Below are entries. Copy exactly the lines running from the line that holds "point | a marker on each instance of the stream" to the line that holds "target | rock crevice", with both ends included.
== Stored data ==
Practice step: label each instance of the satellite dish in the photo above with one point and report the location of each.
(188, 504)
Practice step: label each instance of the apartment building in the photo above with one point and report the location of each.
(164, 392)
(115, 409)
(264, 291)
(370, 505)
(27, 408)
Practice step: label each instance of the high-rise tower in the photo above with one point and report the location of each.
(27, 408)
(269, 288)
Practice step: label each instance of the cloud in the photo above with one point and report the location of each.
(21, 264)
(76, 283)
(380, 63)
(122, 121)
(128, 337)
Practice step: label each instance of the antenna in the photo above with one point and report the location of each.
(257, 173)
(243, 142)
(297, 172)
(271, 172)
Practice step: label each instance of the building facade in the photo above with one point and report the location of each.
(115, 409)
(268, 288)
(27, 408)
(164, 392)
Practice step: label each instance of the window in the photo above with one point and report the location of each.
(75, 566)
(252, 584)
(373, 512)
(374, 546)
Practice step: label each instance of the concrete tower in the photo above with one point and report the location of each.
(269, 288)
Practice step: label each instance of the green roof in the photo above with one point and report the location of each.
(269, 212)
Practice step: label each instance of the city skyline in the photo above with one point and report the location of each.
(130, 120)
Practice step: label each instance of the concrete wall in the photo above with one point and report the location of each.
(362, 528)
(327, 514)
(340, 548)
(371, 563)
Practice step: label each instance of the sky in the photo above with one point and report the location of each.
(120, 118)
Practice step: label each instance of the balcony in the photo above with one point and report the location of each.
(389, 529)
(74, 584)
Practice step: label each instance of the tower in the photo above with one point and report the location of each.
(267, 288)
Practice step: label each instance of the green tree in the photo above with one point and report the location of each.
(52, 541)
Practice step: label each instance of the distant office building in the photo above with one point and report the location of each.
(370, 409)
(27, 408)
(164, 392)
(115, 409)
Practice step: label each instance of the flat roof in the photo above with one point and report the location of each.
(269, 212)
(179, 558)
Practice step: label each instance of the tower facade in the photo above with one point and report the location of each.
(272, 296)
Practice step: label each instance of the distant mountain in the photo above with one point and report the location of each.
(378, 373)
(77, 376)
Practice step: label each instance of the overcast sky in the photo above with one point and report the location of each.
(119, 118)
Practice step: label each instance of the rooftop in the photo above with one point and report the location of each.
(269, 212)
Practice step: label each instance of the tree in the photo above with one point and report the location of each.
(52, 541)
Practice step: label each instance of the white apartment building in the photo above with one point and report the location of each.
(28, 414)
===
== Stored data ==
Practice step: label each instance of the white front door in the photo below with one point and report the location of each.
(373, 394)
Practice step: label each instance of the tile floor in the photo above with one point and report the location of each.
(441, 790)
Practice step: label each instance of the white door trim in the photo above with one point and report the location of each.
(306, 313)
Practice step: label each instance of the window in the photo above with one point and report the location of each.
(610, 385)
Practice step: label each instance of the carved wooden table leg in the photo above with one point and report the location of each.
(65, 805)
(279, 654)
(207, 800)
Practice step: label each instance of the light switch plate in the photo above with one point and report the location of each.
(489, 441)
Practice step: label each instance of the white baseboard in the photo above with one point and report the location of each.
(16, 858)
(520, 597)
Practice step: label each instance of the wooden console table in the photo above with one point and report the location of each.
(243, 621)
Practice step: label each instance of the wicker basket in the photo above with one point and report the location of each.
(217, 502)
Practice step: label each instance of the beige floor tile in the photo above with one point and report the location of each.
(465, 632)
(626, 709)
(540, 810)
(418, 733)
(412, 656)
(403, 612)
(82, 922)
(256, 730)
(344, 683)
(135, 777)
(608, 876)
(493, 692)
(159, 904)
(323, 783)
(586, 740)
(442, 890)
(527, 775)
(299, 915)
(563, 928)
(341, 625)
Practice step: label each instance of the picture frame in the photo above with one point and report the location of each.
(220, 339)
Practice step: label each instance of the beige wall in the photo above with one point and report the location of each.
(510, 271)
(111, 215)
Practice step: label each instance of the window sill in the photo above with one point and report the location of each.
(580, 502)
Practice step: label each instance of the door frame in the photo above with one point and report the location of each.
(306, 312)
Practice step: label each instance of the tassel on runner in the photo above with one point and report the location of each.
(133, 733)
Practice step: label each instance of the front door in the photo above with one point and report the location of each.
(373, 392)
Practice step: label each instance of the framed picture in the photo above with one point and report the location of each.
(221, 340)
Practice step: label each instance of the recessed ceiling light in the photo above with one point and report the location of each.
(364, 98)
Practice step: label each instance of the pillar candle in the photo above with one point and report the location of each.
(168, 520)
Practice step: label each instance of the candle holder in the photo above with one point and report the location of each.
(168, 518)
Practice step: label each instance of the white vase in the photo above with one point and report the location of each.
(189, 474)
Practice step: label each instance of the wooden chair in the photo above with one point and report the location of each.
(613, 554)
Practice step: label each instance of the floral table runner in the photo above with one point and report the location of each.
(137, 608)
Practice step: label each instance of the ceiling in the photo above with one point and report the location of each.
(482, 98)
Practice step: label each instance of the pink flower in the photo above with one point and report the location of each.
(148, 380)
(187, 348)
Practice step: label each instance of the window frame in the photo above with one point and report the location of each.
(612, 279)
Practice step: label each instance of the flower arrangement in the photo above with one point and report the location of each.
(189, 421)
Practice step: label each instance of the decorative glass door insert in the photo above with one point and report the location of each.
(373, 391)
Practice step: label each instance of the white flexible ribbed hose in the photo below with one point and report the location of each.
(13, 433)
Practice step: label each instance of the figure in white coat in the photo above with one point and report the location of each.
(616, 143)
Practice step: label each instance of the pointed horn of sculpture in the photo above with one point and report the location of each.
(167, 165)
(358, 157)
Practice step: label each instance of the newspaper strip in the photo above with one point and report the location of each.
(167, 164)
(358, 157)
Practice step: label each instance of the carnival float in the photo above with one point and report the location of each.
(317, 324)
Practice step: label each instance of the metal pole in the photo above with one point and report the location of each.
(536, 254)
===
== Stored data ==
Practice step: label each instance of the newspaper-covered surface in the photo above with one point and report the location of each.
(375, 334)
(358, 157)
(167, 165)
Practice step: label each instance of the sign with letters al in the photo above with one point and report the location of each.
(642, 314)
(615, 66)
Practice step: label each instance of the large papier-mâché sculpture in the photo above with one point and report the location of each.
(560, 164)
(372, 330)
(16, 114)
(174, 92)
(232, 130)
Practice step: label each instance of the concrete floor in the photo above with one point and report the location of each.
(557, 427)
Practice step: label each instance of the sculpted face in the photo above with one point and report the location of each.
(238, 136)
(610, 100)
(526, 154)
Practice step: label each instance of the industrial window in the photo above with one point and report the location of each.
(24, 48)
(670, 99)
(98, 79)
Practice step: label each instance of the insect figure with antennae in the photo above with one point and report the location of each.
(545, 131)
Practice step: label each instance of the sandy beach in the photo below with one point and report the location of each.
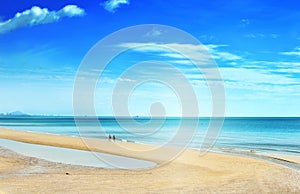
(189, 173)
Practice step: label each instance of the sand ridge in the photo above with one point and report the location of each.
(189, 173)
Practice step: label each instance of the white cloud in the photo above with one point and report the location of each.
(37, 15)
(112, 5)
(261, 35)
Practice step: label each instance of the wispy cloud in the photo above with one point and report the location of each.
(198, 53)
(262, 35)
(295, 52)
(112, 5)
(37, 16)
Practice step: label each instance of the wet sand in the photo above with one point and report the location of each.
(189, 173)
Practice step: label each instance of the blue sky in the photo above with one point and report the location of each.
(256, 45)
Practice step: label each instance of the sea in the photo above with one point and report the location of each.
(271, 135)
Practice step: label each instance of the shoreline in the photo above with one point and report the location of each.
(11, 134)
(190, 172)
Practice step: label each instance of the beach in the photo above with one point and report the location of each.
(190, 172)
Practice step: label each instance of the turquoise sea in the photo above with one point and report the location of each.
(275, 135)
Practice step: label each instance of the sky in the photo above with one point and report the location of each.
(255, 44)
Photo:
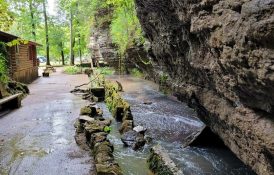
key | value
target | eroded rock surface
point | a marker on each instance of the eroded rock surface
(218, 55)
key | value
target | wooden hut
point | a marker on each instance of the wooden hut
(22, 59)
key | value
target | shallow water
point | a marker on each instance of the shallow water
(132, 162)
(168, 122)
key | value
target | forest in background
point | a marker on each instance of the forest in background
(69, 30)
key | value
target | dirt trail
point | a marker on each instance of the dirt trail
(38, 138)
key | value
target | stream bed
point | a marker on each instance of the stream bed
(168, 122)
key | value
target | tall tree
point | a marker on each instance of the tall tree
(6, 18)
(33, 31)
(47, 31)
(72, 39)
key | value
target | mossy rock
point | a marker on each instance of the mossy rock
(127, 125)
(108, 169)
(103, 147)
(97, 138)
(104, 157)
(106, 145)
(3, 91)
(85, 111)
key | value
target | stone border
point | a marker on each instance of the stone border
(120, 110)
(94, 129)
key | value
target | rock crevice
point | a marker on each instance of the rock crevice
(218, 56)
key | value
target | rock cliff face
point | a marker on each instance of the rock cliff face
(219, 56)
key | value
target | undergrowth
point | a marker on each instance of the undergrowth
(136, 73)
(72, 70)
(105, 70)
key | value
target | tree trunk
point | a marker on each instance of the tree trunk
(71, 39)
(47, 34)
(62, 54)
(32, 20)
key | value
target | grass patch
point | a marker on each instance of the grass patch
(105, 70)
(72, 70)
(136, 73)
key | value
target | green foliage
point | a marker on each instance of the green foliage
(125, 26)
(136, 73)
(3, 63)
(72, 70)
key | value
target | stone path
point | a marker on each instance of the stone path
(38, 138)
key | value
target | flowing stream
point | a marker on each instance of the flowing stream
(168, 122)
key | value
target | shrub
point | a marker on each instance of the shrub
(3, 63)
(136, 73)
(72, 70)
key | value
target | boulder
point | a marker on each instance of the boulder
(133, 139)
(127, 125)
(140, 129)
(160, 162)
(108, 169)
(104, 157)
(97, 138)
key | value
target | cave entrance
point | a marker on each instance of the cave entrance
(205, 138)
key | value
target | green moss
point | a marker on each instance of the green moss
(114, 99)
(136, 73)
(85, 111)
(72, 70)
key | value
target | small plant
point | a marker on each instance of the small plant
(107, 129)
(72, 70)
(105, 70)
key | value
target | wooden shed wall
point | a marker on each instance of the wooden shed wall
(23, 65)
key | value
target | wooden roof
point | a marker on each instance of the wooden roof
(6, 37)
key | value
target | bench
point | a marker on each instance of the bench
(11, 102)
===
__Result for this task__:
point | a marker on each instance of the stream bed
(168, 122)
key | value
target | tall tree
point | a marker on each instance of the tall tree
(6, 18)
(33, 31)
(47, 31)
(72, 39)
key | value
target | mossy rock
point | a marker on each instance of the mossy rock
(127, 125)
(108, 169)
(103, 147)
(97, 138)
(104, 157)
(106, 145)
(3, 91)
(85, 111)
key | value
target | stone border
point | a marker on each instance of the stone border
(120, 110)
(94, 129)
key | value
target | rock crevice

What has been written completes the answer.